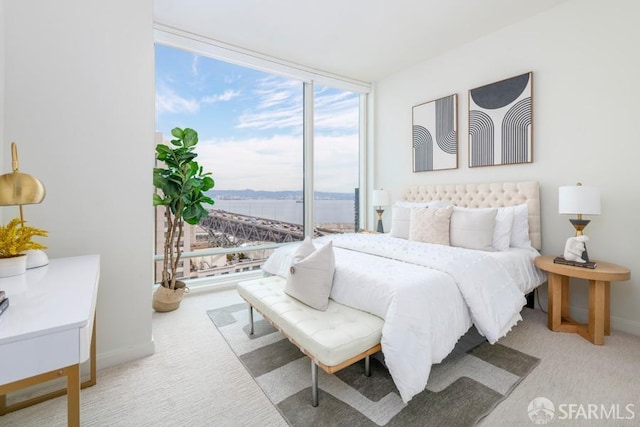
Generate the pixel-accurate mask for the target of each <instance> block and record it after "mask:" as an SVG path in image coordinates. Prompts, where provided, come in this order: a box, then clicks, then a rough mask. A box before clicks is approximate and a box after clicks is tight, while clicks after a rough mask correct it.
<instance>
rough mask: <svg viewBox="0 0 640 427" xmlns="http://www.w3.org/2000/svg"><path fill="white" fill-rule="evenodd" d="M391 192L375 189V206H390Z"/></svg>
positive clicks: (373, 191) (373, 202)
mask: <svg viewBox="0 0 640 427" xmlns="http://www.w3.org/2000/svg"><path fill="white" fill-rule="evenodd" d="M390 199H391V196H389V192H388V191H387V190H373V197H372V203H371V204H372V205H373V206H389V200H390Z"/></svg>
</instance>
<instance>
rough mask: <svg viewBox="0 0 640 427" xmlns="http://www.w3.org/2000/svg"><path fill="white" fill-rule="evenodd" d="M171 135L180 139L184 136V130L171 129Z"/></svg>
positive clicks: (180, 129) (179, 128) (178, 128)
mask: <svg viewBox="0 0 640 427" xmlns="http://www.w3.org/2000/svg"><path fill="white" fill-rule="evenodd" d="M171 135H173V136H175V137H176V138H178V139H182V138H184V131H183V130H182V129H180V128H173V129H171Z"/></svg>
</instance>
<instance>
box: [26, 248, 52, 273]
mask: <svg viewBox="0 0 640 427" xmlns="http://www.w3.org/2000/svg"><path fill="white" fill-rule="evenodd" d="M47 264H49V257H48V256H47V254H46V253H44V251H41V250H39V249H32V250H29V251H27V270H28V269H30V268H37V267H42V266H44V265H47Z"/></svg>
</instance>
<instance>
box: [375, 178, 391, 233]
^^^^^^^^
▶ **TASK DESCRIPTION**
Please determine the number of lines in the records above that include the string "rough", and answer with that number only.

▶ **RESPONSE TO THE TASK**
3